» **EXCERPT**:
= = = =

Navigating AI: What Two Years of Hype Actually Taught Us
We now have enough track record to separate what is working from what is salesmanship. The capability is real. So is the discipline required to capture it.

Every leader has heard the same pitch for the past two years. AI will transform your business. The models are ready. Your competitors are moving. You need to act now.
Some of that is true. Some of it is salesmanship. And now, in 2026, we have enough track record to tell the difference.
The technology is genuinely better than the last hype cycle
This is the part people in our profession sometimes resist saying. We have watched technology hype cycles since the early days of ERP, through the first web bubble, through big data, through blockchain. The pattern is always the same: real technology, legitimate use cases, followed by a gold rush that outpaces genuine readiness.
What is different about the current moment is that the underlying capability is substantial. Reasoning models like GPT-4o, Claude 3.7 Sonnet, and Gemini 2.0 can handle tasks that would have been genuinely impossible three years ago. Code generation, document analysis, structured data extraction from unstructured inputs: these work, often at production quality, for a real set of problems.
The hype is real. The capability is also real. That combination is rarer than it sounds.
The failure modes are also real
For every genuine win, we have watched expensive failures. And the failures follow a consistent pattern.
They begin with a proof of concept that works. Someone builds a demo in two weeks. Leadership is excited. A vendor makes a compelling proposal. Resources are committed. Then the system hits production data. And production data is nothing like demo data.

= = = =

» **INFORMATION**:

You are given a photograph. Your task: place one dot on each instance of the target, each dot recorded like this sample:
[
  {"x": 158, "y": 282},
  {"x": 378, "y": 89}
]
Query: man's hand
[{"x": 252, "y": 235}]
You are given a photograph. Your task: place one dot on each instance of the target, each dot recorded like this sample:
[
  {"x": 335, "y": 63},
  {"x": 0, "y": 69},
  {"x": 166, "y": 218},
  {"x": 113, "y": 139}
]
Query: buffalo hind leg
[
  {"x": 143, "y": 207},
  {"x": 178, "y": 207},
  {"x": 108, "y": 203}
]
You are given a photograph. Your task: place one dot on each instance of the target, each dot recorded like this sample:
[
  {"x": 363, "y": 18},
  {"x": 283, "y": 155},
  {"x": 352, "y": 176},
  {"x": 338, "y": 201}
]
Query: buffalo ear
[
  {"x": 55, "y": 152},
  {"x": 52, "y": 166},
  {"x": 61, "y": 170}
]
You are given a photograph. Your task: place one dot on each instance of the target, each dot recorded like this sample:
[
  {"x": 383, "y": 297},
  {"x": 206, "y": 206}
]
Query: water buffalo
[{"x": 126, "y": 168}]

= = = =

» **PROBLEM REQUIREMENTS**: According to the article on AI hype, why do projects that start with a working proof of concept end in failure? Answer in one to three sentences.

» **RESPONSE**: The proof of concept is built in about two weeks on demo data, and resources are committed on the strength of that demo. When the system then meets production data, it fails because production data is nothing like demo data.